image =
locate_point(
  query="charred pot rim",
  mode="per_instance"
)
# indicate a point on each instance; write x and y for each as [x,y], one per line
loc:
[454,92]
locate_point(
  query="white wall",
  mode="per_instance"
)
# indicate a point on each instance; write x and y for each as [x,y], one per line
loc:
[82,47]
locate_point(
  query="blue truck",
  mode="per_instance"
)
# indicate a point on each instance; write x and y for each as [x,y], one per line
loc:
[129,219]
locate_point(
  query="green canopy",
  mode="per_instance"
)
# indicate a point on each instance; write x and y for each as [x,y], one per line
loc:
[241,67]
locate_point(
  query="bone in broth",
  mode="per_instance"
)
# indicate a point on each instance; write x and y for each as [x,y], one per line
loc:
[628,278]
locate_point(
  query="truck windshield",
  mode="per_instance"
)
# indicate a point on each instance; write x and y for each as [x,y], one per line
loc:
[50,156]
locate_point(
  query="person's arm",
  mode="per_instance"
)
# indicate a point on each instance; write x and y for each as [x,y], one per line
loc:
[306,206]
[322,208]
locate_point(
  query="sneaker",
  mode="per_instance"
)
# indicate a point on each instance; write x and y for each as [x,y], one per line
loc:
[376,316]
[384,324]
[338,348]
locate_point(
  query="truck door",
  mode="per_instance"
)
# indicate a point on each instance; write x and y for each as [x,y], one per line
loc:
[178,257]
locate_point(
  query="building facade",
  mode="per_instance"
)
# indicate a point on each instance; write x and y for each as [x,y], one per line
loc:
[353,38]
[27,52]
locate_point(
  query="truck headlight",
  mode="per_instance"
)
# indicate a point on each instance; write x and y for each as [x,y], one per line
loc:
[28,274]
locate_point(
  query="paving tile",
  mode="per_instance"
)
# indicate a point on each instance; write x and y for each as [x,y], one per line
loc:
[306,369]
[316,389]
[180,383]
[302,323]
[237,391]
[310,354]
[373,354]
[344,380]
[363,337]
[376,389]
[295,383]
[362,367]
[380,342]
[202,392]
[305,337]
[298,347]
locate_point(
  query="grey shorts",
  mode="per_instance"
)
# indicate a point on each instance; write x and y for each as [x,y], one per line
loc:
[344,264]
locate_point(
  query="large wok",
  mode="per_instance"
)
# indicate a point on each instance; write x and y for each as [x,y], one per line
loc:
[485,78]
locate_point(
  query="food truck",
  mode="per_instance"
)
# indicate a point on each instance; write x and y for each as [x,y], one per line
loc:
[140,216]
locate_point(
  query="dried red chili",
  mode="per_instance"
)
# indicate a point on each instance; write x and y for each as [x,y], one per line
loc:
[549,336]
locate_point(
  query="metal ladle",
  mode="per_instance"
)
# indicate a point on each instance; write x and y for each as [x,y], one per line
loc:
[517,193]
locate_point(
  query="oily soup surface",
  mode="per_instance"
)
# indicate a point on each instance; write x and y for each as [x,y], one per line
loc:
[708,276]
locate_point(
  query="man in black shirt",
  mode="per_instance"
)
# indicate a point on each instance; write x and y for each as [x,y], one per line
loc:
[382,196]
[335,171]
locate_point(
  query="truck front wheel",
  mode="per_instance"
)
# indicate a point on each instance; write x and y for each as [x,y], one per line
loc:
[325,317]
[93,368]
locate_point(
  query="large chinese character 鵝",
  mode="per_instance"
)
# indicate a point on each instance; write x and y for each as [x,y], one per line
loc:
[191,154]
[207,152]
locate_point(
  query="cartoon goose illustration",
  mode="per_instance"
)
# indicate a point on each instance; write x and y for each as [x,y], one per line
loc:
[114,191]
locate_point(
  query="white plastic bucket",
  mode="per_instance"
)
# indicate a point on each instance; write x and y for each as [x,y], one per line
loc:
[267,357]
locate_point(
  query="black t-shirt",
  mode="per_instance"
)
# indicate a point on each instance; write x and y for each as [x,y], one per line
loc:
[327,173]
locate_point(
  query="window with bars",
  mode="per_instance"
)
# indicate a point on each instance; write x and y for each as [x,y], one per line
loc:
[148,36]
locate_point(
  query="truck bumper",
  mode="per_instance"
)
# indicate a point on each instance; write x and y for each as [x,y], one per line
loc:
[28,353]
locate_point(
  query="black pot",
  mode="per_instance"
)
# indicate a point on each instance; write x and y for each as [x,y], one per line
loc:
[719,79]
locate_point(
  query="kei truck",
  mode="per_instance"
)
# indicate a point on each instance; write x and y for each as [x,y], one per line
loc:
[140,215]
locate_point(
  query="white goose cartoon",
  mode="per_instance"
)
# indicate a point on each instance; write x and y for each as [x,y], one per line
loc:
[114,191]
^^^^^^^^^^^^^^^^
§ **What is required**
All of the data above should be set down again exactly.

§ **Task response**
image =
locate_point(
  query="charred pot rim",
  mode="per_instance"
)
# indicate a point on each instance; write x and y for each as [x,y], one per line
loc:
[454,92]
locate_point(
  query="white wall",
  mode="per_instance"
)
# indicate a point on each instance; write x and y for each as [x,y], one per line
loc:
[82,47]
locate_point(
  query="blue truck",
  mode="per_instance"
)
# indicate a point on each instance; write x and y for each as [x,y], one per line
loc:
[129,219]
locate_point(
  query="green canopy",
  mode="per_instance"
)
# indicate a point on each instance; write x and y for each as [x,y], one per line
loc:
[241,67]
locate_point(
  query="bone in broth",
  mode="per_instance"
)
# indicate a point on each instance; write x and y for each as [x,y], one per line
loc:
[628,278]
locate_point(
  query="truck windshield",
  mode="per_instance"
)
# indicate a point on each instance; write x and y for each as [x,y], one per line
loc:
[50,156]
locate_point(
  query="person's arm",
  mode="per_instance"
)
# indicate a point on each instance; write x and y for each as [x,y], one per line
loc:
[306,206]
[322,208]
locate_point(
  query="sneaker",
  mode="per_instance"
)
# indicate a point on each instance; write x and y for each as [x,y], one per line
loc:
[376,316]
[384,324]
[338,348]
locate_point(
  query="truck door",
  mode="per_instance"
)
# indicate a point on each instance; write x and y for each as [x,y], one per line
loc:
[178,257]
locate_point(
  query="building facade",
  mode="per_instance"
)
# indicate a point on each instance; write x and y for each as [x,y], one per line
loc:
[353,38]
[27,52]
locate_point(
  query="truck headlight",
  mode="per_instance"
)
# indicate a point on each instance; write x and y for each as [x,y], one per line
loc:
[28,274]
locate_point(
  query="paving tile",
  mode="per_instance"
)
# indicate a point on each instance; write x and y for each as [x,y], one per line
loc:
[306,369]
[316,389]
[180,383]
[302,323]
[237,391]
[310,354]
[373,354]
[344,380]
[363,337]
[376,389]
[295,383]
[362,367]
[380,342]
[202,392]
[305,337]
[298,347]
locate_point(
  query="grey shorts",
  mode="per_instance"
)
# indicate a point on each instance; write x and y for each as [x,y], one per line
loc:
[344,264]
locate_point(
  query="large wok",
  mode="per_instance"
)
# indicate a point on each instance; write x and y for each as [x,y], one per line
loc:
[485,78]
locate_point(
  query="food truck",
  mode="per_instance"
)
# indicate a point on each instance; write x and y for each as [x,y], one per line
loc:
[140,216]
locate_point(
  query="dried red chili",
  mode="per_instance"
)
# indicate a point on each instance; write x and y for each as [x,y], one per line
loc:
[549,336]
locate_point(
  query="metal ladle",
  mode="per_instance"
)
# indicate a point on each instance; write x and y for each as [x,y], one per line
loc:
[517,193]
locate_point(
  query="oily soup surface",
  mode="per_instance"
)
# indicate a point on each instance; write x and y for each as [x,y], one per line
loc:
[708,276]
locate_point(
  query="man in black shirt",
  mode="per_instance"
)
# indicate a point on each instance; write x and y for each as [x,y], one per line
loc:
[382,196]
[335,171]
locate_point(
  query="truck front wheel",
  mode="per_instance"
)
# indicate a point on each instance; write x and y for each as [x,y], one per line
loc:
[325,317]
[93,368]
locate_point(
  query="large chinese character 鵝",
  mode="per_instance"
)
# indicate a point on each instance; write x and y for each as [x,y], one per line
loc:
[191,154]
[207,152]
locate_point(
  query="cartoon goose illustration",
  mode="per_instance"
)
# indicate a point on each instance; write x and y for each as [x,y], one per line
loc:
[114,191]
locate_point(
  query="white plastic bucket",
  mode="per_instance"
)
# indicate a point on each instance; write x and y for each as [x,y], one per line
loc:
[267,357]
locate_point(
  query="black t-shirt",
  mode="per_instance"
)
# indicate a point on each instance; write x and y for each as [x,y], one per line
loc:
[327,173]
locate_point(
  query="window with bars",
  mode="per_instance"
)
# indicate a point on each instance; write x and y for each as [x,y], one per line
loc:
[148,36]
locate_point(
  query="truck bumper",
  mode="per_instance"
)
# indicate a point on each instance; write x and y for each as [x,y], one per line
loc:
[28,353]
locate_point(
  query="black pot",
  mode="per_instance"
)
# indicate a point on each instance; write x and y for each as [x,y], one per line
loc:
[719,79]
locate_point(
  query="kei truck",
  mode="per_instance"
)
# indicate a point on each instance; write x and y for each as [x,y], one per line
loc:
[140,215]
locate_point(
  query="white goose cartoon",
  mode="per_instance"
)
# indicate a point on each instance; write x and y for each as [x,y], one per line
loc:
[114,191]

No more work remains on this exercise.